### PASSAGE TO READ
* start *

Efficient System-Enforced Deterministic Parallelism

  • Parallelism is a grand challenge, and nondeterminism makes it harder. Races are everywhere: memory access, file access, synchronization….
  • Do we have to live with races? Restrictive languages (such as Haskell, SHIM, DPJ) don’t allow races to occur in the first place. Could we have race-freedom in any language?
  • Determinator is a new OS that offers race-free parallel programming. Compatible with existing programming languages, from Java through C to assembly.
  • Core central idea: check-in/check-out model for shared state. Fork checks out a copy, threads work on a private working copy of shared state, and join checks in and merges changes. Idea from parallel Fortran DOALL, or version control.
  • Example is a multithreaded game/simulation/actor-based program, where threads share a global array. In Determinator, each thread gets a copy of the array, and join merges the diffs.
  • Another example is Parallel Make, where there is a Heisenbug (two parallel jobs use the same temporary filename). Determinator creates a working copy of the file system for each parallel job, so the file doesn’t get overwritten.
  • Writes only get communicated at synchronization. Write/write races either go away or become deterministic conflicts, which cause a runtime exception.
  • Determinator is a ukernel, which enforces a strict hierarchy of process “spaces”. Only the root space can directly do external I/O, and children can only communicate with their immediate parent. Single thread per space. Each space has a single address space, but with a backup “shadow” space.
  • ukernel API is very small (PUT, GET and RET). User-level runtime provides higher-level abstractions (C library, pthreads, file system, process management).

* end *

### DATASET EXCERPT

* start *

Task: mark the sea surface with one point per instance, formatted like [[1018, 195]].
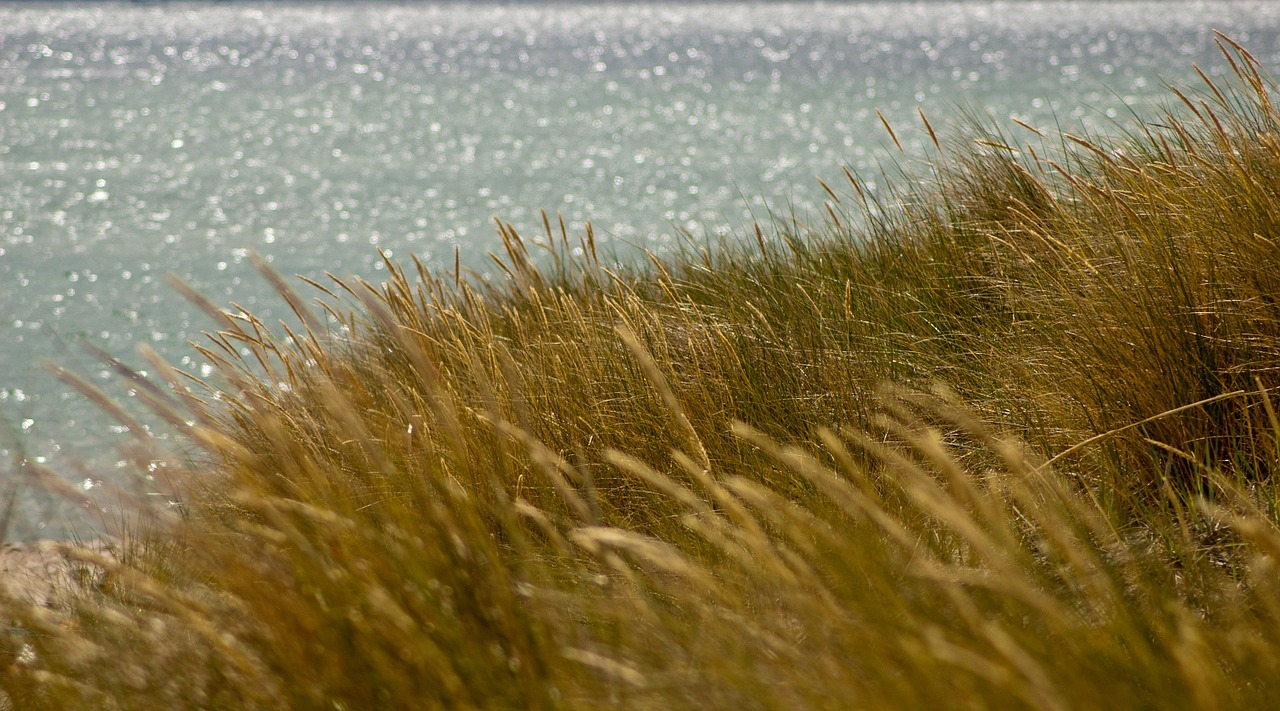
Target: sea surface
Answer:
[[141, 140]]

* end *

### INSTRUCTION 1
From the notes on Determinator above, quote the passage from "Efficient System-Enforced Deterministic" up to and including "C to assembly.".
### INSTRUCTION 2
Write the next part of the notes on deterministic parallelism in Determinator, picking up after their final point about the microkernel API.

### RESULT 1
Efficient System-Enforced Deterministic Parallelism

  • Parallelism is a grand challenge, and nondeterminism makes it harder. Races are everywhere: memory access, file access, synchronization….
  • Do we have to live with races? Restrictive languages (such as Haskell, SHIM, DPJ) don’t allow races to occur in the first place. Could we have race-freedom in any language?
  • Determinator is a new OS that offers race-free parallel programming. Compatible with existing programming languages, from Java through C to assembly.

### RESULT 2
  • Join does a three-way diff between the parent’s working copy, the original copy and the child’s final working copy. Optimized using VM copy on write. Can do merge at page-level (faster) or byte-level.
  • Can emulate a shared file system (non-persistent) with weak consistency. Can do merges at the file rather than byte granularity. Only used for intermediate results.
  • Other features include process migration for distributed computing support, deterministic scheduling, and other things (in the paper).
  • Compared single-node performance against Linux on parallel benchmarks. Some speedup over/parity with Linux on coarse-grained benchmarks. Fine-grained (e.g. LU) benchmarks get a serious performance hit.
  • Looked at the granularity of a parallel quicksort, and the break-even is around 100K elements in an array.
  • Q: Is check-out/check-in more like transactions? It absolutely resembles transactional memory, but these don’t try to provide determinism.
  • Q: point about a “PAR DO” construct in an old Comp Arch news.
  • Q: What about other forms of synchronization e.g. condition variables? These are a terrible fit for Determinator since they are not naturally deterministic. We do fork/join and barriers. Talk about non-hierarchical synchronization in the paper. Barriers allow a child to sync with its parent without terminating.
  • Q: Do you think it is ideal to support arbitrary languages, or would it be better to change the way programs are written to exploit the Determinator semantics? Trade-offs/synergy? We’ve tried to be completely language-agnostic, but interaction could be a huge benefit. A big issue is choosing the granularity for merges, so type information could help here. Or could implement the merge in a more informed way.
  • Q: How much experience do you have with figuring out the programming model to deal with conflicts? Don’t have much practical experience yet as it is just a prototype.
  • Q: Could the merge operation (working on a shared file) yield a result that I might not expect, and do I have to change my assumptions about shared files? Currently, we merge at file granularity, and don’t attempt to merge within the file: this would be a conflict.

Stable Deterministic Multithreading through Schedule Memoization

  • Nondeterminism arises when different runs of a multithreaded program give different behaviour for the same input. Some behaviours may be incorrect.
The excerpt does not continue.